- [WHAT NEEDS TO BE DONE] From the line with "Target: hand" through the line with "Target: sausage", repeat the entries verbatim, both end lines included, and add nothing.

╔══

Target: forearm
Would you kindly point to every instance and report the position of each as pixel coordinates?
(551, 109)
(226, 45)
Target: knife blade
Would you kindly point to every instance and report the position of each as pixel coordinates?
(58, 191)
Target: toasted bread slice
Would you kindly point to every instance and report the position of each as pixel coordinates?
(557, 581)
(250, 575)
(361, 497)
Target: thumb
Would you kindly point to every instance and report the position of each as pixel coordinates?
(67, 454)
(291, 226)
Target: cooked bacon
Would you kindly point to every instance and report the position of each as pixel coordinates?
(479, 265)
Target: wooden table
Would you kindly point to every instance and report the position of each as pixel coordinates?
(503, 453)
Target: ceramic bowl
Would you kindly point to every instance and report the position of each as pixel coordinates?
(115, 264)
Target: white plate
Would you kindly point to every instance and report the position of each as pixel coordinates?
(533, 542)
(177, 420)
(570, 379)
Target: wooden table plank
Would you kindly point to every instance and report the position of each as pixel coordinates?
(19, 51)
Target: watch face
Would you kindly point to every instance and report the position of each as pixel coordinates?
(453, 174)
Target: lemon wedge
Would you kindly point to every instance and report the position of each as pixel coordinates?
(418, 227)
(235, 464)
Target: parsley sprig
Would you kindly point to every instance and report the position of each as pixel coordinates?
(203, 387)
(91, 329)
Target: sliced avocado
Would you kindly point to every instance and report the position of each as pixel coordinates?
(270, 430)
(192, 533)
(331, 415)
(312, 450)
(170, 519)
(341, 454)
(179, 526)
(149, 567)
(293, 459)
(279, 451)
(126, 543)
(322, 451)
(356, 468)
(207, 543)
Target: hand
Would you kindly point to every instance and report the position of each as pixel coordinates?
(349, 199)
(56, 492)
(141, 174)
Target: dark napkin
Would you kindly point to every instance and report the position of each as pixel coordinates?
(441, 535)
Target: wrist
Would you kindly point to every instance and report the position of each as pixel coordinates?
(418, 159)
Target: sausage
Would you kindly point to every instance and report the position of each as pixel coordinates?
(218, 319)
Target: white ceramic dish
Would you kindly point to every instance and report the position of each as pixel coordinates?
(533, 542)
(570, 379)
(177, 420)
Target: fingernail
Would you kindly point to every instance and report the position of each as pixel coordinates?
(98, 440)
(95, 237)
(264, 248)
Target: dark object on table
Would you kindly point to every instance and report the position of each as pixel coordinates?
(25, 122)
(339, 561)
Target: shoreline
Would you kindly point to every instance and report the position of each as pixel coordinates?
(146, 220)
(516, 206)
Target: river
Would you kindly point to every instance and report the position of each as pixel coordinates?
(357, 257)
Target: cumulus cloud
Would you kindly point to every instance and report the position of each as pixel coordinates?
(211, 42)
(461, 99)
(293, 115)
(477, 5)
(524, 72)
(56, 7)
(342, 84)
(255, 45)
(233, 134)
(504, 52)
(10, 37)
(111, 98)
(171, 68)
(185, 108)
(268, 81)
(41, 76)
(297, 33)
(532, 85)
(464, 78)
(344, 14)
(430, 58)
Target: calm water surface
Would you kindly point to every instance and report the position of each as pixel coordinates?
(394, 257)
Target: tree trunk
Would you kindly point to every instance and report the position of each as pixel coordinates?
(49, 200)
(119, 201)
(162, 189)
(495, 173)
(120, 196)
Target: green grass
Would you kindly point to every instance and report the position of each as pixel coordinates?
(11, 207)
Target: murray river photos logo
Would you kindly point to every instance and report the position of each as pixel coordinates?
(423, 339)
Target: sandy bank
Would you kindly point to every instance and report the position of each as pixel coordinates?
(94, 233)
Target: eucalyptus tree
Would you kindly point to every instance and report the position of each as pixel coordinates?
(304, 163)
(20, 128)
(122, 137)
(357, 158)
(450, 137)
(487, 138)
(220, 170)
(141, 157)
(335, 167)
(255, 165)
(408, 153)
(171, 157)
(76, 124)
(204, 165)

╚══

- [RESPONSE TO THIS TASK]
Target: hand
Would you kindly point to every instance and report the position of each as pixel coordinates?
(349, 199)
(56, 492)
(141, 174)
Target: dark napkin
Would you kindly point to every instance and report the position of each as pixel coordinates?
(441, 535)
Target: wrist
Would you kindly point to every instance and report the position of each as pixel coordinates?
(418, 159)
Target: sausage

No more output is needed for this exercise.